**DOCUMENT TEXT:**
★ ★ ★ ★ ★

The values of the parameters studied in males and females younger than 30 years and elder than 30 years are represented in Tables I and II.

TABLE I
The values of the parameters studied in subjects younger than 30 years

Parameter, ms	Males	Females
G	83.2 ± 25.8	78.6 ± 24.1
Gx	43.6 ± 14.0	36.7 ± 12.6
Gy	- 26.3 ± 20.1	- 24.8 ± 18.4
Gz	34.1 ± 13.1	36.2 ± 16.2

TABLE II
The values of the parameters studied in subjects elder than 30 years

Parameter, ms	Males	Females
G	79.5 ± 22.8	77.4 ±21.2
Gx	42.6 ± 14.1	42.2 ± 15.5
Gy	- 29.7 ± 14.4	- 20.6 ± 14.3*
Gz	28.6 ± 12.5	32.4 ± 11.6

* Differences between males and females are statistically significant (p<0,05).

In the males, the G_x component was greater than G_y and G_z components (p<0.01). The G_y and G_z components had not significant differences. In the females, the G_y component was smaller than G_x component (p<0.01) and G_z component (p<0.05 in females younger than 30 years and p<0.01 in females elder than 30 years). The G_z component was smaller than G_x component in females elder than 30 years (p<0.05). In females younger than 30 years the G_x and G_z components had not significant differences.

The decartograms showing the distribution of the dipole component of the depolarized state duration shortening in typical cases are presented at Figs. 1 and 2.

Figure 1. Decartogram of 22 years old male.

Figure 2. Decartogram of 45 years old female.

There were no statistically significant differences of the parameters under consideration between the groups of subjects aged less than 30 years and more than 30 years.

DISCUSSION

Our data concerning the sex differences of the “recovery acceleration” vector are in some accordance with the data on the sex differences of ventricular gradient from [2]. In that study, there was a smaller Y-component and a larger Z-component of ventricular gradient in females than in males. In our study the G_y component was significantly smaller in females than in males only in the subjects elder than 30 years. At the same time, in the younger as well as in elder group of females the G_y component was significantly smaller than G_z component, in males the G_y and G_z components had no significant differences.

It is interesting to note that the decartograms showing the distribution of the dipole component of the depolarized state duration depict these differences in a clear form. In Fig. 2 it is seen that in the female the main differences in action potential duration are found between the right-anterior and the left-posterior parts of the imaging sphere, in other words, between the right and left ventricles. In this case, the action potential in the right ventricle is relatively longer than in the left ventricle. In the male, as it is seen in Fig.1, the vertical component of ventricular gradient is more pronounced. The main differences in the action potential duration are found between the apex and the basal regions of the heart. The action potential in the apical regions is relatively longer than in the basal regions.

It is unclear why females as compared with males have a more pronounced difference in the action potential durations between the right and left ventricles. Some studies have shown that an estrogen, in particular, the 17beta-estradiol, may prolong the action potential duration in ventricle myocytes [3, 4]. Whether it can make some biotransformation in the lungs and therefore affect the right ventricle to a greater extent than the left ventricle, should be further investigated.

REFERENCES

[1]  L.I. Titomir, I. Ruttkay-Nedecky, L. Bacharova, Comprehensive analysis of the electrocardiogram in orthogonal leads. Moscow: Nauka, 2001 (in Russian).

[2]  K. Yamauchi, I. Sotobata, “Sex and age differences in ventricular gradient”, Jpn. J. Med., vol. 30, pp. 504-508, 1991.

[3]  S. Tanabe, T. Hata, M. Hiraoka, “Effects of estrogen on action potential and membrane currents in guinea pig ventricular myocytes”, Am. J. Physiol., vol. 277 (2 Pt 2), pp. H826-33, 1999.

[4]  F. Berger, U. Borchard, D. Hafner, et al.,  “Effects of 17beta-estradiol on action potentials and ionic currents in male rat ventricular myocytes”, Naunyn. Schmiedebergs. Arch. Pharmacol., vol. 356 (6), pp. 788-96, 1997.

★ ★ ★ ★ ★

**ACTIONS TO TAKE:**
1 – In the ventricular gradient text, in which age group was the G_y component significantly smaller in females than in males?
2 – Reproduce the passage of the ventricular gradient text between "[1]  L.I. Titomir, I." and "2001 (in Russian).", inclusive.

**RAW DATA:**
★ ★ ★ ★ ★

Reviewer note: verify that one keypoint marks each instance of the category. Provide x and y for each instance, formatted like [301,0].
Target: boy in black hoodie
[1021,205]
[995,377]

★ ★ ★ ★ ★

**PER-TASK ANSWERS:**
1 – Only in subjects older than 30 years.

2 –
[1]  L.I. Titomir, I. Ruttkay-Nedecky, L. Bacharova, Comprehensive analysis of the electrocardiogram in orthogonal leads. Moscow: Nauka, 2001 (in Russian).